[Kutipan Teks]:
IMAM DAN KEKAYAAN
Ketika mau menerima tahbisan
imam, seorang calon musti mengikrarkan
tiga kaul (untuk imam diosesan dikenal dengan janji), yaitu kemurnian, kemiskinan dan ketaatan. Dengan
mengucapkan kaul janji kemiskinan, seorang imam (termasuk biarawan dan
biarawati) diajak untuk menghayati hidup miskin, sebagaimana Yesus Kristus.
Spiritualitas kemiskinan ini adalah Yesus Kristus, karena Yesus sendiri hidup
miskin.
Di zaman dulu, ada banyak
imam sungguh-sungguh menghayati panggilan hidup miskin ini. Sekedar menyebutkan
beberapa nama, ada St. Yohanes Maria Vianney, Yosef Maria Pignatelli, Martinus de Porres, dll. Yang terkenal adalah Santo Fransiskus Asisi. Ordo yang dibangun
oleh Fransiskus Asisi ini pun terkenal dengan hidup miskinnya.
Akan tetapi, dewasa ini
sangat sulit menemui imam yang benar-benar menghayati janji kemiskinan ini.
Jika ditanya alasannya, mereka akan menjawab lain padang, lain belalang; lain
dulu, lain sekarang. Zaman berkembang. Jadi, sekalipun janji atau kaulnya sama,
namun penghayatannya berbeda.
Saat ini sangat mudah
menjumpai imam dengan “kemewahan”nya. Ada imam yang punya HP lebih dari 2
dengan harga yang fantastis dibandingkan dengan uang saku yang mereka dapat.

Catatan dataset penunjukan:
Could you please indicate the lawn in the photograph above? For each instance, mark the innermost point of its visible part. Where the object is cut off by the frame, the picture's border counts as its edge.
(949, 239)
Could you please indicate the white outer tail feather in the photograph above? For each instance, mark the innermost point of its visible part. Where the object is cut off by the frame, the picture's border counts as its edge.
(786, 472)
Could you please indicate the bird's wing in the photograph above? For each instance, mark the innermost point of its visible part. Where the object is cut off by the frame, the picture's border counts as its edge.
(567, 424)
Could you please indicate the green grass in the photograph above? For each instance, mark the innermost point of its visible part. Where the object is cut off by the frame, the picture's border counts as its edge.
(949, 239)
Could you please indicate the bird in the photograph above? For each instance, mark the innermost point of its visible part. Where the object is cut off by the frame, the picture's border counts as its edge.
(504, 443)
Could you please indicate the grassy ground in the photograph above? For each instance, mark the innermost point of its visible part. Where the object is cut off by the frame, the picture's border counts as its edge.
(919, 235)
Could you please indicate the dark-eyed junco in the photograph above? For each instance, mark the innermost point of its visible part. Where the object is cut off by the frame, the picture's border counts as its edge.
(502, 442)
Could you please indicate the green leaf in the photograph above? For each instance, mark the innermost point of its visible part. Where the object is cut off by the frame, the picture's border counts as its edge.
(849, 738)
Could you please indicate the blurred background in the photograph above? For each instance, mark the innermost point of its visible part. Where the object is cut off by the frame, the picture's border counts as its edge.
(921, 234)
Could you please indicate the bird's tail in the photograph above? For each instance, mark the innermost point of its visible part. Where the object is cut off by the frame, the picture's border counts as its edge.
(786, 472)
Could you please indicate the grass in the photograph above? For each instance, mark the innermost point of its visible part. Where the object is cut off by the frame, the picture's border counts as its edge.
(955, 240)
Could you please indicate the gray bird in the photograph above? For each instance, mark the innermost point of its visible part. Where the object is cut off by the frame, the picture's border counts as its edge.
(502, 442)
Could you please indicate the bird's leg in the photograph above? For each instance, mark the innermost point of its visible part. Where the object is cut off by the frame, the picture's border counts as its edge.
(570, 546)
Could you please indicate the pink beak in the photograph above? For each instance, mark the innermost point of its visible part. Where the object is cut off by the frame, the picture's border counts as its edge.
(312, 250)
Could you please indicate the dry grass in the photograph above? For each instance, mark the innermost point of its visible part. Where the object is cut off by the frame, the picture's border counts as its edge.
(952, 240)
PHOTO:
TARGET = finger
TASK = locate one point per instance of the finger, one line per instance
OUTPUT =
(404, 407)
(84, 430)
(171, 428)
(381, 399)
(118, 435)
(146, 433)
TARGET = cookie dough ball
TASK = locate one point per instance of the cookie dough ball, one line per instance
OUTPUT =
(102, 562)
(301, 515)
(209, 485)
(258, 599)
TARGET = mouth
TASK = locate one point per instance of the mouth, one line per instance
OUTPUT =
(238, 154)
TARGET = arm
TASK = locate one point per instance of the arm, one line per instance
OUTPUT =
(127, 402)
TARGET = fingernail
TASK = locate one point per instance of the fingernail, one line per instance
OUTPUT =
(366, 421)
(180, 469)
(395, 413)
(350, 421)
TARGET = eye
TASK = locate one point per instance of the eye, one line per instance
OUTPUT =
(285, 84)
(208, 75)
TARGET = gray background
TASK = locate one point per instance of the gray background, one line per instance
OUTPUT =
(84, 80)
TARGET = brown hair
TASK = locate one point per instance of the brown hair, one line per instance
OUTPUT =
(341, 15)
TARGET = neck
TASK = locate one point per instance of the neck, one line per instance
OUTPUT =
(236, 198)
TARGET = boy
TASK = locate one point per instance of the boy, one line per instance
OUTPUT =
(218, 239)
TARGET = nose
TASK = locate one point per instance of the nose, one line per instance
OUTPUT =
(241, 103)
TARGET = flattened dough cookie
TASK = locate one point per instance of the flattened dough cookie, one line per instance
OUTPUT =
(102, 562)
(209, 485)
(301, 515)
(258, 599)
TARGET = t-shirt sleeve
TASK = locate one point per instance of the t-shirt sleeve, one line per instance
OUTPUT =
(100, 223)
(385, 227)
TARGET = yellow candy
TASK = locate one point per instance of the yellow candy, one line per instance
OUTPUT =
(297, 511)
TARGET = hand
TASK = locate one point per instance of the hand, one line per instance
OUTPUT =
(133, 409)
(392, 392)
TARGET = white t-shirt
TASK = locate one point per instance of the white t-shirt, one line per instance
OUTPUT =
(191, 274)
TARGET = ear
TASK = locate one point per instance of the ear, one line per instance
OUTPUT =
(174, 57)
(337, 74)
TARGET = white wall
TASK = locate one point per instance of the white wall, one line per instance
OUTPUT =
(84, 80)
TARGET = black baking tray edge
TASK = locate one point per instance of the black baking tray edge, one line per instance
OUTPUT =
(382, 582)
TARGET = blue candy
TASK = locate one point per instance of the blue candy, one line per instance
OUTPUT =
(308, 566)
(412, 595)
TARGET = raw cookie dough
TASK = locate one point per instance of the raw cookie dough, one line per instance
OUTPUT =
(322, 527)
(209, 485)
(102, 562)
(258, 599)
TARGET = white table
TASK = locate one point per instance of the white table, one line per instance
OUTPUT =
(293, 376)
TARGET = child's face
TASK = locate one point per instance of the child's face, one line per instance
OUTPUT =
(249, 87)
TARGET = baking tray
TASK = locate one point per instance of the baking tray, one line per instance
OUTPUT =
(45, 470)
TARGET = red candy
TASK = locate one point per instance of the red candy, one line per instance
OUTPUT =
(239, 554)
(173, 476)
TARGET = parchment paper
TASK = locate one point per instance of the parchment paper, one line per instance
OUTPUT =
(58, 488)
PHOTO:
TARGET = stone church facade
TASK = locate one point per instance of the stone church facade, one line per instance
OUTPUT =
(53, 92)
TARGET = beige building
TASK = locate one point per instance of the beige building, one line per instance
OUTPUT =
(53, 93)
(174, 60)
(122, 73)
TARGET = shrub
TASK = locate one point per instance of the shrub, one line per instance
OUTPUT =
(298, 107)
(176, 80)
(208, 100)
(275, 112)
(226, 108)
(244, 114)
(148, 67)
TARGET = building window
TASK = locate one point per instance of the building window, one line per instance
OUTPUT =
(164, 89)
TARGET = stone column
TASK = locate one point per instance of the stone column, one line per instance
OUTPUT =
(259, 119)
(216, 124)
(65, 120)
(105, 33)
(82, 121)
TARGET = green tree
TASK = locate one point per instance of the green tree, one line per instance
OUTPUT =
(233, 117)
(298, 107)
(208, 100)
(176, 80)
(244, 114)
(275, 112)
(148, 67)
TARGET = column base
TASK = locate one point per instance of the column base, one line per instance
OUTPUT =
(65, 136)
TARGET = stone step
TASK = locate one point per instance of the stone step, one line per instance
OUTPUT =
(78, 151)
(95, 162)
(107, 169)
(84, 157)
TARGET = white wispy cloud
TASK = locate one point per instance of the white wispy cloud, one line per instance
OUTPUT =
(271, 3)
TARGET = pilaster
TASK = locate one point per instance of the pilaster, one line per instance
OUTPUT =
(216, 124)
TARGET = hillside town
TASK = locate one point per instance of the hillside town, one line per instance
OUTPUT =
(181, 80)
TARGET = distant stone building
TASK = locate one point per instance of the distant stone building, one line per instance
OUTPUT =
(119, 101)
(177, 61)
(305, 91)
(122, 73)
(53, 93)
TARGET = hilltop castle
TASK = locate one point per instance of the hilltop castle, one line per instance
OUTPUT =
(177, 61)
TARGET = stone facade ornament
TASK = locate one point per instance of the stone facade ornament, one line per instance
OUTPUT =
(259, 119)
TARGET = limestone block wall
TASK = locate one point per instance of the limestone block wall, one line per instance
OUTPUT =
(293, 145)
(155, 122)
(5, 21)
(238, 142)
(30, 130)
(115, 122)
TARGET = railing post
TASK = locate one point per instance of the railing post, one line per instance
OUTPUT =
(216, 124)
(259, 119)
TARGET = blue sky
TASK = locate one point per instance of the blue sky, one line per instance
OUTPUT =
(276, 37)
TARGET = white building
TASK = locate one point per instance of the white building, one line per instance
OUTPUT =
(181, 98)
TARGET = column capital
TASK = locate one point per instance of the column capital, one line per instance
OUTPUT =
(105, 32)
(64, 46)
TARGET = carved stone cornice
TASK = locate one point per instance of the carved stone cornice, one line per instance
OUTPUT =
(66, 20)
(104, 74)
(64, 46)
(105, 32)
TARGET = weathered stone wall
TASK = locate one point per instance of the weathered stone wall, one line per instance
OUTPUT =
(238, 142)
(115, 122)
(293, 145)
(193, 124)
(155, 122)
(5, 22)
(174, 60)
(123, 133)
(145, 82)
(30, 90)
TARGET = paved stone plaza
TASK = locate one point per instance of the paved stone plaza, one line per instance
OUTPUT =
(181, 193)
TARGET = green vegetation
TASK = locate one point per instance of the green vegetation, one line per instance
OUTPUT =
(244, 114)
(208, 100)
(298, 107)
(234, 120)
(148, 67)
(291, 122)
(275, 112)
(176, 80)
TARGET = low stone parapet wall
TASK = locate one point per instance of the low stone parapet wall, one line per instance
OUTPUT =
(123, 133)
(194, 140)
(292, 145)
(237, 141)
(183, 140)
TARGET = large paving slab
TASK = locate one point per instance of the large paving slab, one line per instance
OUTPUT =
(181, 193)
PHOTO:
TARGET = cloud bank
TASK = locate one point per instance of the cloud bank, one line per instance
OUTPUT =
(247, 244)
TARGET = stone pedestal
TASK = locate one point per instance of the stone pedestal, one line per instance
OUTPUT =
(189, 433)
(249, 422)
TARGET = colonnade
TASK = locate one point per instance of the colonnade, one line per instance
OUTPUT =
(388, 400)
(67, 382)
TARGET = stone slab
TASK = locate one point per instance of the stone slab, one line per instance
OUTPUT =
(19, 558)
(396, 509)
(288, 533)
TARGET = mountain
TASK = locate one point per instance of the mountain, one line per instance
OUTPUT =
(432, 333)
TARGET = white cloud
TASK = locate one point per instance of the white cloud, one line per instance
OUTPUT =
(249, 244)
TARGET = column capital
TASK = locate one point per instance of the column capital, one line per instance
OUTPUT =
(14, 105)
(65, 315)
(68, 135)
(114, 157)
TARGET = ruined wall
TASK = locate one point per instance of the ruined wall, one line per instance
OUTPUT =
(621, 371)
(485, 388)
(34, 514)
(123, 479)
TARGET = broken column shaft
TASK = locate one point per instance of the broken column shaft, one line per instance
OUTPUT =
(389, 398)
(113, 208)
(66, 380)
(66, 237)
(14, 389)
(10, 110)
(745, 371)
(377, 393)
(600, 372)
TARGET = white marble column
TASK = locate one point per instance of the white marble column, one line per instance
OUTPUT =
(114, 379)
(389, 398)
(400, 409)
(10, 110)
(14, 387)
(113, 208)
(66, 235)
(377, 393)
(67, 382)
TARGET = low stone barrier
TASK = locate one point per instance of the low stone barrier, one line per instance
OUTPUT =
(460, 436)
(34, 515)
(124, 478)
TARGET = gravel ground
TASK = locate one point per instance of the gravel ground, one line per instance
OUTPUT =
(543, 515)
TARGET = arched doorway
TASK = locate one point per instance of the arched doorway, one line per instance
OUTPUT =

[Tugas Singkat]: Tulis ulang bagian teks tentang imam dan kekayaan yang dimulai dari "Jika ditanya alasannya, mereka" dan berakhir pada "namun penghayatannya berbeda.", lalu ganti "penghayatannya" dengan "pelaksanaannya". Data tersebut tidak ada hubungannya dengan teks di atas.

[Jawaban Latihan]:
Jika ditanya alasannya, mereka akan menjawab lain padang, lain belalang; lain
dulu, lain sekarang. Zaman berkembang. Jadi, sekalipun janji atau kaulnya sama,
namun pelaksanaannya berbeda.